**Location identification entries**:
++++++

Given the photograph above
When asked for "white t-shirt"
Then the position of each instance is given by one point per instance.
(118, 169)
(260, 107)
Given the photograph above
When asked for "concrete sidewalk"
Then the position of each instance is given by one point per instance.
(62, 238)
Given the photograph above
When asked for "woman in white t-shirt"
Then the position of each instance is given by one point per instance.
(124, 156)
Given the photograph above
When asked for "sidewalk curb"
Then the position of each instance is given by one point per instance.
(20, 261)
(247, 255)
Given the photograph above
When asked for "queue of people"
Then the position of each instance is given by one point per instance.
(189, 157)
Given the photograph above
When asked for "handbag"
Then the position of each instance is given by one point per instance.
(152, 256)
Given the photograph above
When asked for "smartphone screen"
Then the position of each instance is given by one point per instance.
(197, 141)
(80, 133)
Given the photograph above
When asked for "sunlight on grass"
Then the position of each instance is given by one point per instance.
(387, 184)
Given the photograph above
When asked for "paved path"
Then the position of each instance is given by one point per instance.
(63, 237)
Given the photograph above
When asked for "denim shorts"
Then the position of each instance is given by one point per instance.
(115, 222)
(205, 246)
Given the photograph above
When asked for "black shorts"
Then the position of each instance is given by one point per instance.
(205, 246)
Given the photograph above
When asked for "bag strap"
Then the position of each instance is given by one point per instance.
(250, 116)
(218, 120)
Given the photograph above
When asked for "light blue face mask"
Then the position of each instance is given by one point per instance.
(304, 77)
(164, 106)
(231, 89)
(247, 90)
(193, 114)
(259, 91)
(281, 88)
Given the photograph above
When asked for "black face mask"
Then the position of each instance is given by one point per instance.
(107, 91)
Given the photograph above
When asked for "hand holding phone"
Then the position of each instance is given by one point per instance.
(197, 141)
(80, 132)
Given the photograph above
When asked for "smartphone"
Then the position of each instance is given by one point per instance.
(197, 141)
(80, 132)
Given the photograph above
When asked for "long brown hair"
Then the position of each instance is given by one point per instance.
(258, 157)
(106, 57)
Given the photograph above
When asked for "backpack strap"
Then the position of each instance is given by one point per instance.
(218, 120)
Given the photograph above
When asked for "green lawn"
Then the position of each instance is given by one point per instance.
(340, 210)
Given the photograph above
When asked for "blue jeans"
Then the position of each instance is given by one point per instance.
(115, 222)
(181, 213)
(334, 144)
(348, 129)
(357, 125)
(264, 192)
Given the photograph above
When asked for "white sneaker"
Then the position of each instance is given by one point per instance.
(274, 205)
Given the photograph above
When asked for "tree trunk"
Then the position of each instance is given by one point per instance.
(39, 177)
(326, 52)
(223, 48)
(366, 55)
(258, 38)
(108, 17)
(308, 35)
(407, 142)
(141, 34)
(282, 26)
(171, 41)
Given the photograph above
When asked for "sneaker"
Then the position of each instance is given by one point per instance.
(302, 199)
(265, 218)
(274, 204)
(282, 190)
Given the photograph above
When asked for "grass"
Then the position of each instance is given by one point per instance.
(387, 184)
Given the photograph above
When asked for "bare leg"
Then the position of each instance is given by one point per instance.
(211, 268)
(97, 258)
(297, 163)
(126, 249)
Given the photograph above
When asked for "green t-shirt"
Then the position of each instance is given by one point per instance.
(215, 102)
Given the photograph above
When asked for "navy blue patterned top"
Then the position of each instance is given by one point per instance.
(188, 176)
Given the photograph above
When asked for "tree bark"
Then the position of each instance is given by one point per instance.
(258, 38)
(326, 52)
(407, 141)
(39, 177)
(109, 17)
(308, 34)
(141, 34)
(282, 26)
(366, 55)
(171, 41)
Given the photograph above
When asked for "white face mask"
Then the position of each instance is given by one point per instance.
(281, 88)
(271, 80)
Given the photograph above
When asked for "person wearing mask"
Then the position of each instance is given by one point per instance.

++++++

**Task statement**:
Extract each entry in full and write it down exactly.

**Problem solution**:
Given the photograph above
When asked for "white t-shirt"
Then the position of each instance is given by one point per instance.
(118, 169)
(260, 107)
Given the photograph above
When asked for "concrete sidewalk"
Then the position of each instance is given by one point per instance.
(62, 238)
Given the photograph above
When asked for "woman in white t-shirt"
Then the position of each instance is given by one point per instance.
(124, 156)
Given the photograph above
When asked for "sidewalk curb"
Then the position of each instance is given by one point per instance.
(20, 261)
(247, 255)
Given the photograph above
When asked for "queue of people"
Then the position of each instance is given by one point per instance.
(189, 157)
Given the photograph above
When asked for "handbag"
Then the position of each instance is given by one point per instance.
(152, 256)
Given the photograph above
When asked for "smartphone screen"
Then the position of each instance is given by one point per instance.
(197, 141)
(80, 133)
Given the photograph above
When asked for "sunlight on grass"
Then the position of each instance is given by one point per instance.
(387, 184)
Given the photograph above
When asked for "paved path"
Then the position of each instance is given by one point per instance.
(63, 237)
Given the photograph above
When asked for "denim shorts"
Then the position of each instance is given by one point per instance.
(115, 222)
(205, 246)
Given the photograph above
When asked for "black shorts"
Then the position of each instance is given by one point per instance.
(205, 246)
Given the photograph above
When asked for "bag strap"
Then the position of each instance is given by one point per instance.
(250, 116)
(218, 120)
Given the photograph above
When asked for "light blue face mask"
Then the position of each instance is given by one point per instance.
(304, 77)
(164, 106)
(231, 89)
(247, 90)
(193, 114)
(259, 91)
(281, 88)
Given the photograph above
When asked for "black face mask"
Then the position of each instance is given by one point per instance.
(107, 91)
Given the photograph above
When asked for "hand holding phone"
Then the position of each instance is given by one point per instance.
(197, 141)
(80, 132)
Given the photograph above
When asked for "smartphone"
Then the position of each instance is given by one point per instance.
(197, 141)
(80, 132)
Given the photograph above
When asked for "long brown hair"
Then the position of each instance is given by one point per instance.
(258, 157)
(106, 57)
Given the photograph above
When asked for "backpack strap"
Then the position of each instance is given by one point per instance.
(218, 120)
Given the photograph above
When asked for "green lawn"
Then the position of each instance is given by one point per instance.
(340, 210)
Given the photograph above
When asked for "blue jeans"
Then the position of each instance is given by one point per instance.
(115, 222)
(181, 213)
(334, 144)
(348, 129)
(357, 125)
(264, 192)
Given the photograph above
When asked for "white sneaker"
Then the position of each instance is given by one point per instance.
(274, 205)
Given the photograph above
When asked for "tree trunk"
Then the position of each instance is given by one point per instance.
(39, 177)
(326, 52)
(223, 48)
(366, 55)
(258, 38)
(108, 17)
(308, 35)
(407, 142)
(141, 34)
(282, 26)
(171, 41)
Given the photograph above
When asked for "sneaker"
Then the position of each instance is given by one point per instance.
(302, 199)
(265, 218)
(274, 204)
(282, 190)
Given the photograph above
When asked for "grass"
Then the position of each instance is given by one point per instance.
(387, 184)
Given the photograph above
When asked for "bare leg"
Then the position of each instance is given by one point per instance.
(211, 268)
(97, 258)
(297, 163)
(126, 249)
Given the photograph above
When asked for "green t-shirt"
Then the position of each instance is given by one point per instance.
(215, 102)
Given the photograph above
When asked for "navy blue patterned top"
Then the position of each instance is given by one point per instance.
(188, 176)
Given the photograph above
When asked for "tree bark"
Then the position of each instance is given by one point per instance.
(258, 38)
(326, 52)
(407, 141)
(39, 177)
(109, 17)
(308, 34)
(141, 34)
(282, 26)
(366, 55)
(171, 41)
Given the photograph above
When asked for "white face mask"
Then the position of each instance is given by one point per instance.
(281, 88)
(271, 80)
Given the photograph above
When asked for "person wearing mask"
Then the position of each instance is given by one point per instance.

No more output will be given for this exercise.